JOB: Could you rewrite only the lines between the one holding "of the building" and the one holding "(1159, 536)", inclusive, requests and all, shifting every coordinate in their answers up by 58?

RECORD LIST:
= = = = = = =
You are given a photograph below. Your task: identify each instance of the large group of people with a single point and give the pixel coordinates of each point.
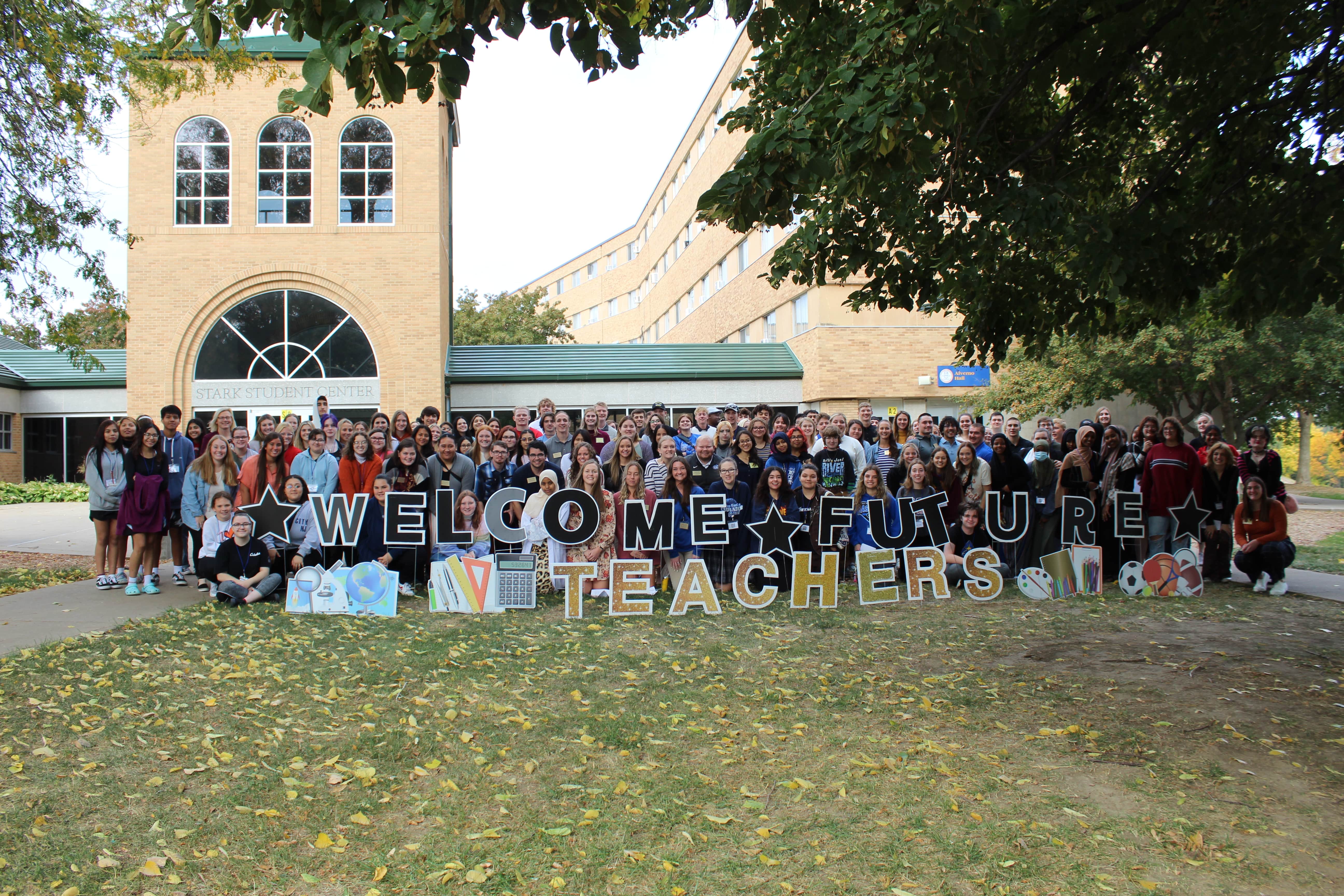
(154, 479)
= = = = = = =
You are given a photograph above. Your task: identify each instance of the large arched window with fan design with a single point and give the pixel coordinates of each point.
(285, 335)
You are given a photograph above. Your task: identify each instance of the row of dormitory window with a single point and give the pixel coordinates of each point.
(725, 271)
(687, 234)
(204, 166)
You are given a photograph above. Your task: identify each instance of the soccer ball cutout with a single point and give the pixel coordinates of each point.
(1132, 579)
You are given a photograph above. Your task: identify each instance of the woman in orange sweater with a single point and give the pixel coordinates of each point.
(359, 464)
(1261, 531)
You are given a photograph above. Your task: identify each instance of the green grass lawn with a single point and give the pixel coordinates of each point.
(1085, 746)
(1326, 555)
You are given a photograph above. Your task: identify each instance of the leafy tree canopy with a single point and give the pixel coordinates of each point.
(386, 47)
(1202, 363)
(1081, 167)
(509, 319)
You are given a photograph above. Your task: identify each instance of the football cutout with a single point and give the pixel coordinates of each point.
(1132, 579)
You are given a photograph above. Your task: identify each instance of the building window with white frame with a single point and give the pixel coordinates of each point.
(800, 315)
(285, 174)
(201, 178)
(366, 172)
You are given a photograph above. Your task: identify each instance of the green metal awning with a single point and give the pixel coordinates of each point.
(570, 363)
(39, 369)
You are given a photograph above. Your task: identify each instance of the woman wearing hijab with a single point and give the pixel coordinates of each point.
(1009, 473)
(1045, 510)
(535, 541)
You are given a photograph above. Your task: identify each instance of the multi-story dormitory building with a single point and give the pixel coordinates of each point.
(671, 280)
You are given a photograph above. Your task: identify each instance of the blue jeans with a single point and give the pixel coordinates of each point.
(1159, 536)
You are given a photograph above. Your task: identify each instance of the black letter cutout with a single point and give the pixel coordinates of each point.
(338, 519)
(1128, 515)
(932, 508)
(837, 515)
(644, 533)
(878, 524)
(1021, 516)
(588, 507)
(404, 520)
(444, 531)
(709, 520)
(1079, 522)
= = = = = = =
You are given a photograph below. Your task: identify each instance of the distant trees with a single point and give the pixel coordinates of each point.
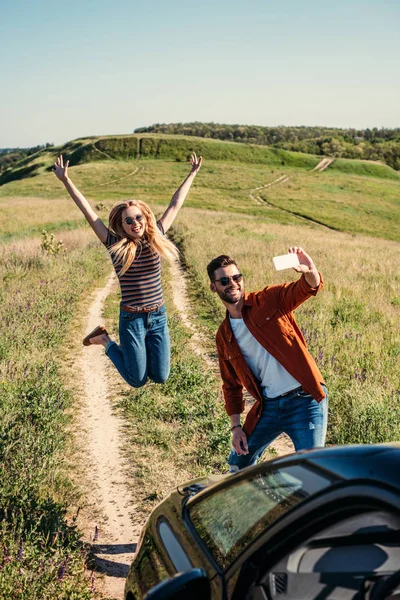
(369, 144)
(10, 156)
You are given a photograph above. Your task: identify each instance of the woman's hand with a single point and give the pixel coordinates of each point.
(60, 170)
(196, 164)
= = = = = = =
FINAL ANSWER:
You are given a photograph above. Your task: identify each instance of the building window with white frame with a single point and give the pixel coordinates of each point.
(858, 373)
(343, 232)
(259, 236)
(424, 230)
You are given a photograph above. Your task: identify each instance of the green metal awning with a single point and give the pixel coordinates of each point.
(628, 421)
(97, 427)
You are given a photograph above. Your task: identify each instance of the woman wearing hijab with a single point and give the pixel coordinates of each point.
(1067, 531)
(1103, 568)
(593, 599)
You are given a photograph above. Your task: identify each instance of the multi-story dormitory building with a single point and give the pixel coordinates of each point.
(729, 338)
You are given a photograph above. Your task: identify each instance of the blue jeans with a single point and give the pixel coordinates of each point.
(1217, 594)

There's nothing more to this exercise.